---------- STORED ROWS ----------

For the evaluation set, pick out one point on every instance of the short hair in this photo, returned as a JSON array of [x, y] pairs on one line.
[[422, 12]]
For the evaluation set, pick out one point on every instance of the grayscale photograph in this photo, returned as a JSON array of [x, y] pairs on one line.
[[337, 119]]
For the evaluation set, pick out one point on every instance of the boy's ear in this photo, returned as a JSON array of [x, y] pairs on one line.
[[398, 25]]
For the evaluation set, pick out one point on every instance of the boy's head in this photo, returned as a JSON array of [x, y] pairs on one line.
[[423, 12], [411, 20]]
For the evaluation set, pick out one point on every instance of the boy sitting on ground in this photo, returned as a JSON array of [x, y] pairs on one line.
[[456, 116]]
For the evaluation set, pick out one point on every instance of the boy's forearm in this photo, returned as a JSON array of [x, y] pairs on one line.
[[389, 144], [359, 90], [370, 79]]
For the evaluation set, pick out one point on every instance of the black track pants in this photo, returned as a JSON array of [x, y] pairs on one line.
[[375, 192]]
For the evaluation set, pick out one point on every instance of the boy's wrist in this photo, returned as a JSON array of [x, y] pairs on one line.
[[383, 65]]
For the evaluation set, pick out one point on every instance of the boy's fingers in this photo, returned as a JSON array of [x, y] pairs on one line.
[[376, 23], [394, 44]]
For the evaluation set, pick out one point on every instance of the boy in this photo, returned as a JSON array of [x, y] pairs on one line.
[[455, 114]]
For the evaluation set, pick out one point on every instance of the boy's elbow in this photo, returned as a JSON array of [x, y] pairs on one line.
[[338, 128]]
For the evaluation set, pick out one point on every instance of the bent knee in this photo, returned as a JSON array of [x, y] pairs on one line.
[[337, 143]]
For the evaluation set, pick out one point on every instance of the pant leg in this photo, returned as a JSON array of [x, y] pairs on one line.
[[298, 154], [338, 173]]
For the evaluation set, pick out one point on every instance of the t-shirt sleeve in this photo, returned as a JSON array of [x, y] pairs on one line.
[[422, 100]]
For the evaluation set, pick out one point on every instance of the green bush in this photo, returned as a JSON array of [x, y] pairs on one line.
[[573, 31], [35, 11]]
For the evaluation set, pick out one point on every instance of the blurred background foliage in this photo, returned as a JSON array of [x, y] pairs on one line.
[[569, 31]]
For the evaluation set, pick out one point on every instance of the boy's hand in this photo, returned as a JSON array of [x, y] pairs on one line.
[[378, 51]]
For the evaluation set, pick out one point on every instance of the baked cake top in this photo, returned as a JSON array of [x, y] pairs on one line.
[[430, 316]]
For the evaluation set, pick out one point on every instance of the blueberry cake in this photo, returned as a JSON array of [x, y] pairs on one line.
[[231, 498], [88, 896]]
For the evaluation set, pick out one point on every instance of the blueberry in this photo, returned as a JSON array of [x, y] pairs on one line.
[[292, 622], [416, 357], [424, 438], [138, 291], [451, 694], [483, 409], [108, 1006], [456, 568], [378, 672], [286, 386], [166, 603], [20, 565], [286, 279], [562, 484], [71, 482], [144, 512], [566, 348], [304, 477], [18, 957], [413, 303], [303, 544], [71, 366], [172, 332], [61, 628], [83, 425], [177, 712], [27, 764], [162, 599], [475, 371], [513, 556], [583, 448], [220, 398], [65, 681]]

----------

» **PROBLEM DETAILS**
Copy the material above with every "evaluation set" replaced by "test set", leaving everything else unchanged.

» **WRITTEN REPLY**
For the test set, pick out one point on every instance of the short hair in this photo, returned as a JSON array of [x, y] pairs on one line.
[[422, 12]]
For the test set, pick out one point on every instance of the grayscale photograph in this photo, returned as a JSON array of [x, y] pairs on one line.
[[337, 119]]
For the test set, pick out one point on every instance of the boy's ear in this photo, returned as a JSON array of [x, y] pairs on one line.
[[398, 25]]
For the test set, pick out one point on every instance of the boy's head in this photo, returned as a JSON array of [x, y] pairs on one line.
[[423, 12], [411, 20]]
For the test set, pick out one point on every instance of the boy sitting on ground in this photo, returned as a JSON array of [x, y] pairs on one line.
[[456, 116]]
For the test set, pick out one point on every instance of the boy's forearm in this photo, returned as a JSON array of [x, y] pairs on one line.
[[389, 144], [359, 90], [370, 79]]
For the test set, pick out one point on every instance of the black track pants in this photo, returned as a JSON array of [x, y] pairs on one line.
[[375, 192]]
For the test set, pick out one point on every instance of the boy's wrist in this photo, returned as a JSON array of [x, y] pairs on one line.
[[383, 65]]
For the test set, pick out one point on every instance of the boy's fingers in this photo, returned as a JSON array of [x, y] pairs on one line.
[[376, 23], [394, 44]]
For the test set, pick out one point on every instance of the boy in this photo, returned as a JSON array of [x, y] pairs on one line.
[[455, 114]]
For the test set, pick out one point on every instance of the boy's elbow in this photo, returned as a JSON array of [x, y] pairs on one line.
[[338, 128]]
For the test set, pick out one point on every instance of the bent knee in this photo, returned as a JSON array of [x, y] pairs on one line.
[[337, 143]]
For the test set, pick out one point on every instance of the pant leg in this photo, returned as a JSON array of [x, y] pairs on one line.
[[298, 154], [338, 173]]
For the test set, pick out one point on every instance of the t-shirt sleeve in this photo, returned as a JSON array of [x, y] pairs on one line.
[[422, 100]]
For the test set, pick out one point on every instance of the green bush in this photo, returned as a JSON array of [x, y] pairs on one line.
[[573, 31], [35, 11]]
For the test set, pick out one point on every instance of the blurred background foliage in this photo, returned as a JSON array of [x, y] pairs on one line.
[[569, 31]]
For the test set, pick out one point on every instance of the boy's hand in this photo, returned as a JSON array of [x, y] pairs on one line.
[[378, 51]]
For the test set, pick out one point on every instance of the baked cake top in this photo, returned as a JSON array of [x, y] pairs on one line.
[[430, 316]]
For the test set, pick out one point on every instance of the blueberry cake in this photo, returned as a JSON array of [x, y] pairs on one line.
[[231, 498], [88, 896]]
For the test set, pick out one point on every instance of the blueberry in this photo, returned as a JSON array of [x, y] pairs on one line.
[[292, 622], [416, 357], [424, 438], [138, 291], [451, 694], [483, 409], [108, 1006], [456, 568], [378, 672], [286, 386], [166, 603], [20, 565], [286, 279], [562, 484], [71, 482], [144, 512], [566, 348], [304, 477], [18, 957], [413, 303], [303, 544], [71, 366], [172, 332], [61, 628], [83, 425], [177, 712], [27, 764], [162, 599], [475, 371], [513, 556], [583, 448], [220, 398], [65, 681]]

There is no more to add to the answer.